DESCRIPTION OF THE TASK:
Print the data that follows without changing a single word.

* * * * * * *

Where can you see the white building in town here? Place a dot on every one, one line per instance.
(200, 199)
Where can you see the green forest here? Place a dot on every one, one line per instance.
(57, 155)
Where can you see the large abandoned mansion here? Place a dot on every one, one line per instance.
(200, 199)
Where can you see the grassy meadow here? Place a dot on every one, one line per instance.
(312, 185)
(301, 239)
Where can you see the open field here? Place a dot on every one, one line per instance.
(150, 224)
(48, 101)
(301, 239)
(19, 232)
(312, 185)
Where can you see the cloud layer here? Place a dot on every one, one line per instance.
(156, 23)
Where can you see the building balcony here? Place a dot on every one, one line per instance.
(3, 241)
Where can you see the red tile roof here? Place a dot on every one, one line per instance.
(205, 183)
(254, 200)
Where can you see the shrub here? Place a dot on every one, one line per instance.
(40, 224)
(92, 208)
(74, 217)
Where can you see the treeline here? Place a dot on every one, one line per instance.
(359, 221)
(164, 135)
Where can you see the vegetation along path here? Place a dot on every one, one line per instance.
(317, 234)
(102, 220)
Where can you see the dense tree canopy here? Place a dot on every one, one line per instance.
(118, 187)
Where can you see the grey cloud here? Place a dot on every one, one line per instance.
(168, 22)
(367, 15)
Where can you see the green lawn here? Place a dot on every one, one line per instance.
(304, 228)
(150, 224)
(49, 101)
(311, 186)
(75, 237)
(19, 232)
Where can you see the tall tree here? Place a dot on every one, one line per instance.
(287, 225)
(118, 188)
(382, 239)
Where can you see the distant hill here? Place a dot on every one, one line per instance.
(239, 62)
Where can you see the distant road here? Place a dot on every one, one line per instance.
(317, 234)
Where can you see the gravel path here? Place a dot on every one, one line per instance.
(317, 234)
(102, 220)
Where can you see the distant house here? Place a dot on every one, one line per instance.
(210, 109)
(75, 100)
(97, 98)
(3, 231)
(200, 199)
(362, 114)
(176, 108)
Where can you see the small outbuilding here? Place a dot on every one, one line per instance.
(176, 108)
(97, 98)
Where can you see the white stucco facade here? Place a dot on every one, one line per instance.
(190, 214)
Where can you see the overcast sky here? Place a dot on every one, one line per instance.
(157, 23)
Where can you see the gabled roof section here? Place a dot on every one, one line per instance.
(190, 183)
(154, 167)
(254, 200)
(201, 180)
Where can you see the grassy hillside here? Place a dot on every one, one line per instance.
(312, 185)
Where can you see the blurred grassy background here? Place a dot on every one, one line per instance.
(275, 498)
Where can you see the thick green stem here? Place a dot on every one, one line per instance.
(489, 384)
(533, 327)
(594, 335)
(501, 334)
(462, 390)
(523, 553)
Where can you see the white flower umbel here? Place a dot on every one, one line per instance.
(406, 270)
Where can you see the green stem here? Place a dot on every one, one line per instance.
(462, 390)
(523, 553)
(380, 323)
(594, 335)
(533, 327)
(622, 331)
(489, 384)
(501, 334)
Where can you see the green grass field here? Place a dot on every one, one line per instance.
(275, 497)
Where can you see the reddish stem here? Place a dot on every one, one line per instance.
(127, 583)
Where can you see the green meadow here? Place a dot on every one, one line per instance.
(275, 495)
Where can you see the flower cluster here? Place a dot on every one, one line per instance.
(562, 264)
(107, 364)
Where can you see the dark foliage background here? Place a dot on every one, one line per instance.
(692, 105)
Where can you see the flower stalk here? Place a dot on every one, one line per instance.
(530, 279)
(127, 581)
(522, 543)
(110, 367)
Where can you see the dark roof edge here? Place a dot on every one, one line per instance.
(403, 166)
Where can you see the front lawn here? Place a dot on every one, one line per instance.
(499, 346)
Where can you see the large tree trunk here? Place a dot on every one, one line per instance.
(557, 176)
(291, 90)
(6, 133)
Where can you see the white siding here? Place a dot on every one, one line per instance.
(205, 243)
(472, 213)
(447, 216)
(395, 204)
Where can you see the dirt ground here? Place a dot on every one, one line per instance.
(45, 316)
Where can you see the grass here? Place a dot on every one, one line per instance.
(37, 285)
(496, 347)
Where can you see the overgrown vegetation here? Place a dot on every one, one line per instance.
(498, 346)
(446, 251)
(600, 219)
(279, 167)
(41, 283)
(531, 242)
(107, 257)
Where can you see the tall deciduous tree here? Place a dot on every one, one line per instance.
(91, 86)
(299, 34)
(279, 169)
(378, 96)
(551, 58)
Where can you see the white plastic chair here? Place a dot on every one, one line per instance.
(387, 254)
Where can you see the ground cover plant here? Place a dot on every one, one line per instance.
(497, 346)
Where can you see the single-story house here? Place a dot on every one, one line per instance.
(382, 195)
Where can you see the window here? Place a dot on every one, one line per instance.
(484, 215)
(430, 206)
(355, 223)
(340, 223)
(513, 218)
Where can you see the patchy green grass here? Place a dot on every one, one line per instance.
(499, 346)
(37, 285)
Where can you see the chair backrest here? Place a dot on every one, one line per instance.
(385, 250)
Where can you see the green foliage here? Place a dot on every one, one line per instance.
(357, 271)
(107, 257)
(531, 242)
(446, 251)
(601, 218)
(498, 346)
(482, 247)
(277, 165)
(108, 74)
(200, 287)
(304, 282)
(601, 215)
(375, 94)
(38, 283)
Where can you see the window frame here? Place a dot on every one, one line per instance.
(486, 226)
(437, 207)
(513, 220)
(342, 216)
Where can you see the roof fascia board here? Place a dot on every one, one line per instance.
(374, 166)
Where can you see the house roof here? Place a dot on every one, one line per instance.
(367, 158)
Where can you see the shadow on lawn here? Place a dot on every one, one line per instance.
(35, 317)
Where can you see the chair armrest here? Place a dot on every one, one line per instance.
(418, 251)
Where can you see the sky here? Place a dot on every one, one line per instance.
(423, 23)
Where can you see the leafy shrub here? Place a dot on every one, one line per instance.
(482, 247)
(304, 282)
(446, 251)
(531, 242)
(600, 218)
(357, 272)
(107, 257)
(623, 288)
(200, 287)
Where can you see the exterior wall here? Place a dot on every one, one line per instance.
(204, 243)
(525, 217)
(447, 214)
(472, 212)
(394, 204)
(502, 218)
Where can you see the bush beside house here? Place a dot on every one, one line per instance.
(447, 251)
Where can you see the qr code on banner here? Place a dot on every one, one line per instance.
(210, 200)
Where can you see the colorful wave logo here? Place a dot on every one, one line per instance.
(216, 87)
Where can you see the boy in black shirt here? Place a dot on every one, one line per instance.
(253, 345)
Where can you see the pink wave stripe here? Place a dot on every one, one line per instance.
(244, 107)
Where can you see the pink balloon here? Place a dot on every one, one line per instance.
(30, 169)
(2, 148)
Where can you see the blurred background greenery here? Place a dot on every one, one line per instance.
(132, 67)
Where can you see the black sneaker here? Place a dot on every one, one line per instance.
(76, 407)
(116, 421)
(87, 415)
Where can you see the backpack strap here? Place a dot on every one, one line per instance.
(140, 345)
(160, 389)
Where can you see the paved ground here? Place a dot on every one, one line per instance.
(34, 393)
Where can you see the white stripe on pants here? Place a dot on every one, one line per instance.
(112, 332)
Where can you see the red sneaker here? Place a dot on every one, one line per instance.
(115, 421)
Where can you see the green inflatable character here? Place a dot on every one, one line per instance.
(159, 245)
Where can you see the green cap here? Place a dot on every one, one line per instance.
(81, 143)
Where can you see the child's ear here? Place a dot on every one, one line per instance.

* * * * * * *

REPLY TO THE TASK:
Where can you see the white building in town here? Place a dot on every one, one line per instance.
(200, 199)
Where can you see the green forest here? Place a dot on every one, one line per instance.
(57, 155)
Where can you see the large abandoned mansion here? Place a dot on every one, one line per instance.
(200, 199)
Where can you see the grassy meadow here? Place a dot on every one, one line per instance.
(312, 185)
(301, 239)
Where can you see the open field here? Place a dot on every one, one line per instance.
(150, 224)
(48, 101)
(301, 239)
(19, 232)
(312, 185)
Where can you see the cloud layer here? Place a dot on every one, one line per instance.
(156, 23)
Where can you see the building balcony here? Place a dot on every one, one line per instance.
(3, 241)
Where can you see the red tile roof here? Place a dot on every one, one line per instance.
(205, 183)
(254, 200)
Where can you see the shrub here? Place a dot on every one, one line per instance.
(40, 224)
(92, 208)
(74, 217)
Where can you see the treeline here? Place a dot on every one, one line per instance.
(359, 221)
(164, 135)
Where can you see the vegetation along path here? Place a dot on every one, one line per instance.
(317, 234)
(102, 220)
Where can you see the dense tree canopy here? Place a dot on every one, one line per instance.
(118, 187)
Where can you see the grey cloud here? Place a dot on every one, one line per instance.
(168, 22)
(367, 15)
Where can you see the green lawn here? Place a dot on every one, one line per instance.
(304, 228)
(150, 224)
(49, 101)
(311, 186)
(75, 237)
(19, 232)
Where can you see the tall tree here? Place a dot on every one, one line per instance.
(287, 225)
(118, 188)
(382, 239)
Where can you see the distant hill here? Place a dot on every one, one line per instance.
(239, 62)
Where can you see the distant road here? Place a dot on every one, one line per instance.
(317, 234)
Where can you see the gravel path here? Place a dot on every one, one line per instance.
(317, 234)
(102, 220)
Where can you see the distant house here? Place a dot on every one, one line per instance.
(210, 109)
(75, 100)
(97, 98)
(3, 231)
(200, 199)
(362, 114)
(176, 108)
Where can you see the small outbuilding here? Place a dot on every one, one line per instance.
(176, 108)
(97, 98)
Where can you see the white stucco facade here? Place a dot on every one, one line per instance.
(190, 214)
Where can you see the overcast sky here? Place a dot on every one, one line per instance.
(157, 23)
Where can you see the gabled roof section here? Place a dot on every one, one line per instance.
(190, 183)
(154, 167)
(254, 200)
(201, 180)
Where can you see the grassy hillside here? Place a dot on every one, one line per instance.
(312, 185)
Where can you see the blurred grassy background here? Place a dot on every one, one line per instance.
(275, 498)
Where can you see the thick green stem here? Place a dot on every one, one line per instance.
(489, 384)
(533, 327)
(594, 335)
(501, 334)
(462, 390)
(523, 553)
Where can you see the white flower umbel here? Place a dot on every one, one line per instance.
(406, 270)
Where can you see the green stem here? Place a dot on every one, one line per instance.
(462, 390)
(523, 553)
(380, 323)
(594, 335)
(533, 327)
(622, 331)
(489, 384)
(501, 334)
Where can you see the green grass field here? Place a dot on every one, one line per instance.
(275, 497)
Where can you see the reddish stem here? Place a dot on every one, one line per instance.
(127, 583)
Where can you see the green meadow here? Place a dot on every one, one line per instance.
(275, 495)
Where can you see the flower cluster here? Place a dot on every one, one line per instance.
(562, 264)
(107, 364)
Where can you see the dark foliage background here? Place a dot on every one, one line per instance.
(692, 105)
Where can you see the flower stalk here? Place a dot on every one, one line per instance.
(530, 279)
(127, 581)
(522, 543)
(110, 367)
Where can you see the dark roof edge here? Place a dot on every one, one line per instance.
(403, 166)
Where can you see the front lawn here? Place a dot on every one, one line per instance.
(499, 346)
Where can you see the large tree trunk here? Place a dot on every one, one line per instance.
(557, 176)
(291, 90)
(6, 133)
Where can you see the white siding here? Place a dot on every one, one line per instance.
(205, 243)
(472, 213)
(447, 216)
(395, 204)
Where can you see the dirt ground here? Place a dot on every one, one line per instance.
(45, 316)
Where can you see the grass here? Place a dot on every one, one line per instance.
(37, 285)
(496, 347)
Where can you see the overgrown vegetation here? Place a dot on every one, one line per instance.
(498, 346)
(446, 251)
(600, 219)
(279, 167)
(41, 283)
(531, 242)
(107, 257)
Where can you see the tall deciduous tree here? Place a dot on every one, one line per instance.
(91, 86)
(299, 34)
(279, 169)
(378, 96)
(551, 58)
Where can you see the white plastic chair here? Place a dot on every one, one line per instance.
(387, 254)
Where can you see the ground cover plant here? Place a dot on every one, one line per instance.
(497, 346)
Where can you see the single-story house here? Place a dot on every one, one line per instance.
(382, 195)
Where can you see the window here? Place a dot on every one, one line per instance.
(484, 215)
(430, 206)
(355, 223)
(340, 223)
(513, 218)
Where can you see the patchy green grass here? Place a dot on every one, one line per instance.
(499, 346)
(37, 285)
Where can you see the chair backrest here? Place a dot on every one, one line per instance.
(385, 250)
Where can you see the green foliage here? Place a dot on every one, one line per instance.
(357, 271)
(107, 257)
(531, 242)
(446, 251)
(601, 218)
(498, 346)
(482, 247)
(277, 165)
(108, 74)
(200, 287)
(304, 282)
(601, 215)
(375, 94)
(38, 283)
Where can you see the window frame here? Place a dot on every one, one line per instance.
(486, 226)
(437, 207)
(513, 220)
(342, 216)
Where can you see the roof fascia board here? Place a dot on every one, one line per instance.
(374, 166)
Where can you see the house roof here? Place a dot on every one, one line per instance.
(367, 158)
Where can you see the shadow on lawn here? Place a dot on every one, one line per instance.
(35, 317)
Where can you see the chair armrest here? Place a dot on every one, one line per instance.
(418, 251)
Where can you see the sky here? Place a dot on every one, one line per instance.
(423, 23)
Where can you see the leafy shrub here? Place a dot on every one, one line per instance.
(482, 247)
(304, 282)
(446, 251)
(531, 242)
(600, 218)
(357, 272)
(107, 257)
(623, 288)
(200, 287)
Where can you see the exterior wall here? Place a dot on every one, one line per instance.
(204, 243)
(525, 217)
(447, 214)
(472, 212)
(394, 204)
(502, 218)
Where can you see the bush beside house here? Place a dot on every one, one line per instance.
(447, 251)
Where can you see the qr code on banner here? Place a dot on every one, one line per instance.
(210, 200)
Where can you see the colorful wave logo here? Place a dot on every one, one line per instance.
(216, 87)
Where can you see the boy in black shirt here? Place a dot on every one, one line per instance.
(253, 345)
Where can you see the pink wave stripe here? Place a dot on every one, one line per instance.
(244, 107)
Where can you see the pink balloon here? Place a dot on every one, one line per instance.
(30, 169)
(2, 148)
Where can you see the blurred background greenery here? Place a dot on every one, one line per instance.
(132, 67)
Where can you see the black sneaker here? Place a dot on every one, one line per instance.
(76, 407)
(116, 421)
(87, 415)
Where can you see the backpack strap here? Place a dot on every one, one line per instance.
(140, 345)
(160, 389)
Where can you see the paved ground here? Place a dot on every one, one line per instance.
(34, 393)
Where can you see the white stripe on pants here? Place a dot on every one, one line per instance.
(112, 332)
Where can you see the red sneaker here? Place a dot on every one, one line per instance.
(115, 421)
Where can you see the green inflatable character here? Place a dot on every one, one line per instance.
(159, 245)
Where can you see the green cap here? Place a dot on every one, one line per instance.
(81, 143)
Where can you see the child's ear here? Place a dot on every one, one line per instance.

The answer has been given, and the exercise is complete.